Stated goal: Reproduce exactly the lines below, starting with the line that contains "Would you mind indicating the side step" and ending with the last line of the records, both included, and nothing else.

Exercise inputs:

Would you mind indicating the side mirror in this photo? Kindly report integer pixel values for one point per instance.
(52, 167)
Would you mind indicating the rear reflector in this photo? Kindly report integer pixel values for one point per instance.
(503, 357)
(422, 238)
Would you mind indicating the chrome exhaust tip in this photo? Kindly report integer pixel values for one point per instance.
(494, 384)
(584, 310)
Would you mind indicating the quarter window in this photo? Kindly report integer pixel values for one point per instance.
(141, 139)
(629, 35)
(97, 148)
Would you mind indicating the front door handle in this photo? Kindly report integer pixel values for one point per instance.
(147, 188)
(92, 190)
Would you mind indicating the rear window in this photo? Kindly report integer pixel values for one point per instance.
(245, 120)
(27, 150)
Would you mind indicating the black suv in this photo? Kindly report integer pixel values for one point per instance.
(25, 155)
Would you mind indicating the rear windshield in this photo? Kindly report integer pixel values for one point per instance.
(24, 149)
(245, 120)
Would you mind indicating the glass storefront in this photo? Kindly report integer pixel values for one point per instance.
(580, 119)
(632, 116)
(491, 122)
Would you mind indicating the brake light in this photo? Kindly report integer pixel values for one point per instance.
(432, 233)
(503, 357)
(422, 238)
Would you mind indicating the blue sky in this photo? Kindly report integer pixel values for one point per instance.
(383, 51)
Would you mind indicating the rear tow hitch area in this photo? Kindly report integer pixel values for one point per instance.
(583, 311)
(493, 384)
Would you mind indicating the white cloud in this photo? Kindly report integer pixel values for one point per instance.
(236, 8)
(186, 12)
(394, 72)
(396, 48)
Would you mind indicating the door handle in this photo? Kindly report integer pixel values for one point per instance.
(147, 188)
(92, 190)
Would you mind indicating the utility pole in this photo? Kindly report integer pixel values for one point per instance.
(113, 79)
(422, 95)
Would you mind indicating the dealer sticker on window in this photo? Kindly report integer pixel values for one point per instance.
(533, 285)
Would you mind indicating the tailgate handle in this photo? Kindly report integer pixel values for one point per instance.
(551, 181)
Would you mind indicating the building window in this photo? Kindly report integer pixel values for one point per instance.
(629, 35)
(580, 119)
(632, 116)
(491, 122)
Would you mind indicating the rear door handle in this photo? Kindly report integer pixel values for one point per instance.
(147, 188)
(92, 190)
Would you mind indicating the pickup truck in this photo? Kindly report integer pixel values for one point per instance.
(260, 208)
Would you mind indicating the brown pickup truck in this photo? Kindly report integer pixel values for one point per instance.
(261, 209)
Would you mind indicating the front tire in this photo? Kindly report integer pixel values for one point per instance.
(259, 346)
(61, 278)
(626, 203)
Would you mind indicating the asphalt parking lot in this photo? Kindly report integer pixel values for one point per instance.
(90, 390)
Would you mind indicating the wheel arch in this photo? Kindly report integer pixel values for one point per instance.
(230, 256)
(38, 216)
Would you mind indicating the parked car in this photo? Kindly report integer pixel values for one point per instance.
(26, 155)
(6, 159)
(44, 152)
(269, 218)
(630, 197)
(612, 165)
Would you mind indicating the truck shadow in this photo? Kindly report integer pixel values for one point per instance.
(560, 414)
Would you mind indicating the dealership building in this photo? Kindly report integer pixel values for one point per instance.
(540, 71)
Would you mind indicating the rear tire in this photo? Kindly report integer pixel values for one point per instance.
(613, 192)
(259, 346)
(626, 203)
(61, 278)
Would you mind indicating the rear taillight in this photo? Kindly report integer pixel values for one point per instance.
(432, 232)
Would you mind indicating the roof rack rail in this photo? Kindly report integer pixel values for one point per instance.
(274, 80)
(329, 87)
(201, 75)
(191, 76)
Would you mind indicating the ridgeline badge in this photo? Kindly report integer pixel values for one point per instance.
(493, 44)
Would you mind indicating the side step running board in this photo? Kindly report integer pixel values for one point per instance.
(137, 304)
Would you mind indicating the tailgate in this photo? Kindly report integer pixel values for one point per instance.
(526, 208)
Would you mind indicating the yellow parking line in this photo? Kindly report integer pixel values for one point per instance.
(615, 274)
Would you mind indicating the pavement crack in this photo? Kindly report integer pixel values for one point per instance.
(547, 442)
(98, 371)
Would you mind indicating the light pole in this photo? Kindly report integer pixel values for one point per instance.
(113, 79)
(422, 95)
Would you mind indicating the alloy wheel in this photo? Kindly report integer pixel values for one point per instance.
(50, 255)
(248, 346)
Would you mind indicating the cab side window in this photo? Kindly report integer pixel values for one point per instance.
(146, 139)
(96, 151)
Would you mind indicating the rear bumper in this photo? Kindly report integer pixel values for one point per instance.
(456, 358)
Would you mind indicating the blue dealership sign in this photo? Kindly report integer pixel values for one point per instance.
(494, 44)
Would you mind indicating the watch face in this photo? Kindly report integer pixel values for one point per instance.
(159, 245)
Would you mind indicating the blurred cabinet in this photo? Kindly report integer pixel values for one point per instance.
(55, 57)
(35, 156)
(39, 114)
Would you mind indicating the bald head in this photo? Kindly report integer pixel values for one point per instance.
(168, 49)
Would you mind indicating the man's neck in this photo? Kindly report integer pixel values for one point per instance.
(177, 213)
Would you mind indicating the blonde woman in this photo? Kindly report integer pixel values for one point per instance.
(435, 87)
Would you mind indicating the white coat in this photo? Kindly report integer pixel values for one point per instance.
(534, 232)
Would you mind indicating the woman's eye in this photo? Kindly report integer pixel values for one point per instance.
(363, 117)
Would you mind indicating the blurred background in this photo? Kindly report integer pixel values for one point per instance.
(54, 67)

Final answer:
Would you mind indicating the side step running board in this photo? Kindly report integer pixel values for one point per instance.
(137, 304)
Would you mind indicating the tailgate in this photo? Kindly report integer pixel values for one point per instance.
(526, 208)
Would you mind indicating the yellow parking line in this photo? Kindly report integer pixel values for one point per instance.
(615, 274)
Would you mind indicating the pavement crack in this photo? Kindly report integer pixel values for one point per instance.
(547, 442)
(98, 371)
Would you mind indicating the light pole in this photo? Kindly report integer pixel values for one point per instance.
(113, 79)
(422, 95)
Would you mind indicating the alloy wheel in this photo? Kindly report integer pixel values for one point per instance.
(50, 255)
(248, 346)
Would you mind indicating the cab side window in this photo? Kindly report integer pixel values for one point per instance.
(146, 139)
(96, 151)
Would you mind indicating the rear bumper in this photo? Kindly report integer pixel values for one point per instance.
(456, 358)
Would you mind indicating the blue dealership sign in this photo? Kindly report integer pixel values for one point per instance.
(494, 44)
Would you mind indicating the watch face in this photo? Kindly report integer pixel values for one point per instance.
(159, 245)
Would you mind indicating the blurred cabinet in this photo? Kindly report integer pixel values for one point per instance.
(55, 57)
(35, 156)
(39, 114)
Would you mind indicating the bald head in this photo? Kindly report integer pixel values for one point per instance.
(168, 49)
Would you mind indicating the man's neck in this photo? Kindly report integer pixel values for one point per instance.
(177, 213)
Would you mind indicating the blonde woman in this photo? Kindly report integer pixel values for one point per instance.
(435, 87)
Would you mind indicating the white coat in this photo? Kindly report integer pixel values for one point per instance.
(534, 232)
Would you mind indicating the woman's eye in this photo? Kindly report integer pixel values for one point per instance.
(363, 117)
Would you mind indicating the blurred background in this photo? Kindly report integer pixel values for one point per instance.
(54, 67)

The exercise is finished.